Vorliegender Text.
Neues Denkmodell für Klimapolitik

Ökonomen verwenden oft Kosten-Nutzen-Analysen, um zu bestimmen, wie knappe Ressourcen optimal zur Maximierung des gemeinschaftlichen Wohlstands eingesetzt werden sollen. In der Klima- oder Biodiversitätskrise sind die Modelle aber ungenügend. Ein von der Werner Siemens-Stiftung unterstütztes Forschungsteam schlägt eine Erweiterung vor.

Klimaerwärmung, Artensterben, Süsswasserverbrauch, Versauerung der Ozeane: Der Mensch bringt die Erde in vielerlei Hinsicht an ihre Belastungsgrenzen. Die Folgen unseres Tuns sind komplex und schwierig abzuschätzen. Gerade auch, weil Änderungen im Erdsystem nicht immer schrittweise und kontinuierlich erfolgen. Überschreitet ein physikalisches System eine kritische Schwelle, einen sogenannten Kipppunkt, kann dies abrupte, unumkehrbare Veränderungen verursachen.

Ein Beispiel sind die gewaltigen Eisschilde in der Antarktis und in Grönland. Heute ragen sie mehrere Kilometer in die Atmosphäre. In diesen Höhenlagen ist es enorm kalt. Beginnen die Eisschilde mit der Erderwärmung zu schmelzen, gelangt ihre Oberfläche zunehmend in niedrigere und damit wärmere Luftschichten. Das Verhältnis von Schneefall und Schmelze kehrt sich um. Ab einem bestimmten Punkt beschleunigt sich der Tauprozess und ist nicht mehr rückgängig zu machen. Ein anderer Kipppunkt betrifft die Permafrostböden. Tauen sie auf, beginnen sie Methan freizusetzen. Dieses Treibhausgas verstärkt wiederum die Erderwärmung – der Permafrost schmilzt immer schneller.

Auszüge aus Pointing-Datensätzen.
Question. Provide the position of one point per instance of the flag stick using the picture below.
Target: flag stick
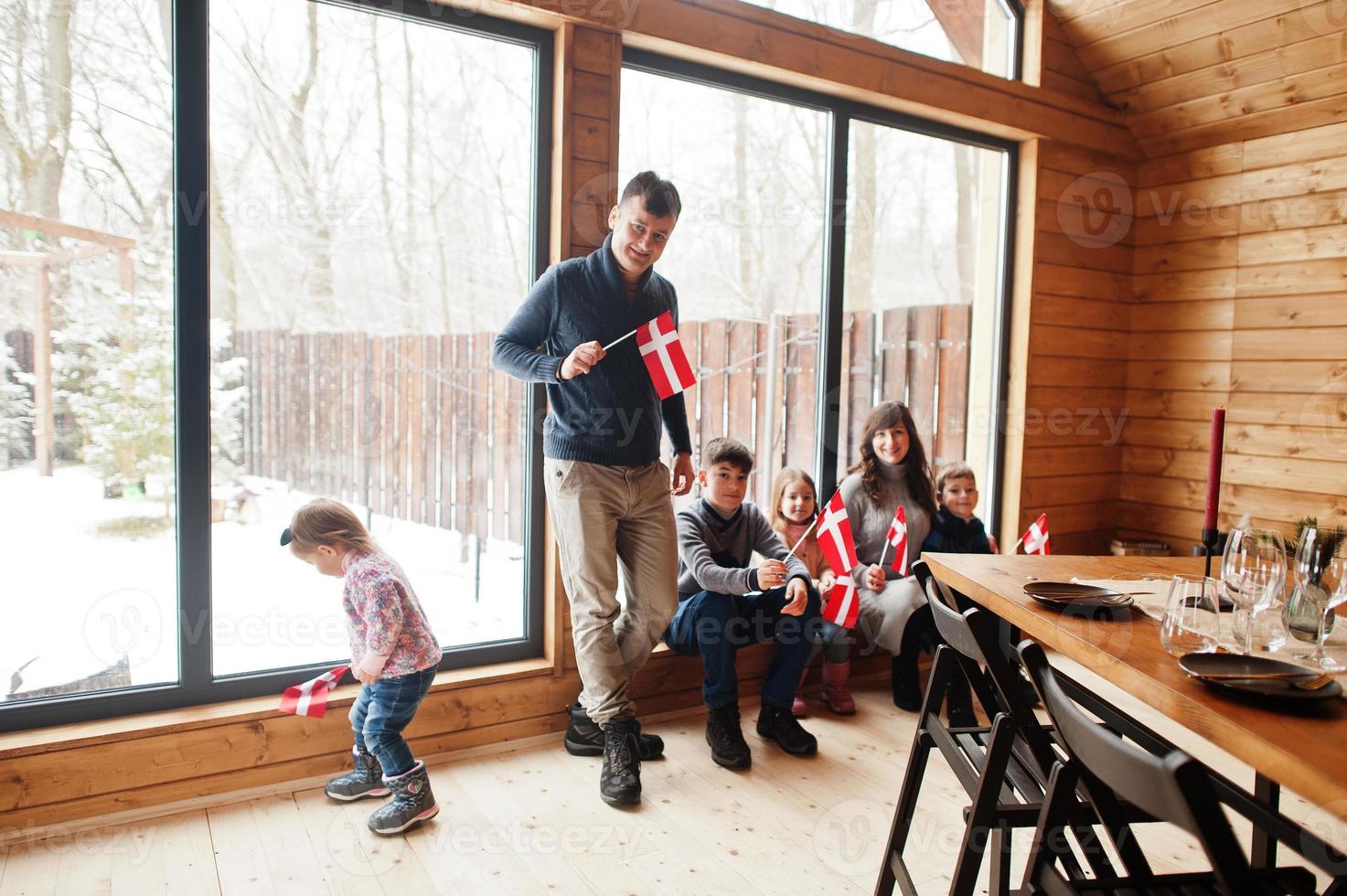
(806, 534)
(620, 338)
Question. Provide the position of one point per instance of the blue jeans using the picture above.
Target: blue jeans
(380, 714)
(717, 625)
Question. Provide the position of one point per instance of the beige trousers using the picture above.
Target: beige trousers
(604, 517)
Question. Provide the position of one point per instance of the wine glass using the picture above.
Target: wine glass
(1191, 623)
(1319, 573)
(1255, 573)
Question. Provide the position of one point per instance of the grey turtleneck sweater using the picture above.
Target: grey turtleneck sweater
(871, 522)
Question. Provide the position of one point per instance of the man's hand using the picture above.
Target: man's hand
(581, 358)
(680, 477)
(771, 574)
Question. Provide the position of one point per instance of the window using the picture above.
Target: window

Teile der Übung.
A – Welches Treibhausgas setzen auftauende Permafrostböden laut dem Text über Klimapolitik frei?
B – Welche Bereiche nennt der Text über Klimapolitik, in denen der Mensch die Erde an ihre Belastungsgrenzen bringt? Zähle alle auf.
C – Gib aus dem Text über Klimapolitik die Stelle von „Ökonomen verwenden oft“ bis „unumkehrbare Veränderungen verursachen.“ wortgetreu aus.

Die Lösungen.
A – Methan

B – Klimaerwärmung, Artensterben, Süsswasserverbrauch, Versauerung der Ozeane

C –
Ökonomen verwenden oft Kosten-Nutzen-Analysen, um zu bestimmen, wie knappe Ressourcen optimal zur Maximierung des gemeinschaftlichen Wohlstands eingesetzt werden sollen. In der Klima- oder Biodiversitätskrise sind die Modelle aber ungenügend. Ein von der Werner Siemens-Stiftung unterstütztes Forschungsteam schlägt eine Erweiterung vor.

Klimaerwärmung, Artensterben, Süsswasserverbrauch, Versauerung der Ozeane: Der Mensch bringt die Erde in vielerlei Hinsicht an ihre Belastungsgrenzen. Die Folgen unseres Tuns sind komplex und schwierig abzuschätzen. Gerade auch, weil Änderungen im Erdsystem nicht immer schrittweise und kontinuierlich erfolgen. Überschreitet ein physikalisches System eine kritische Schwelle, einen sogenannten Kipppunkt, kann dies abrupte, unumkehrbare Veränderungen verursachen.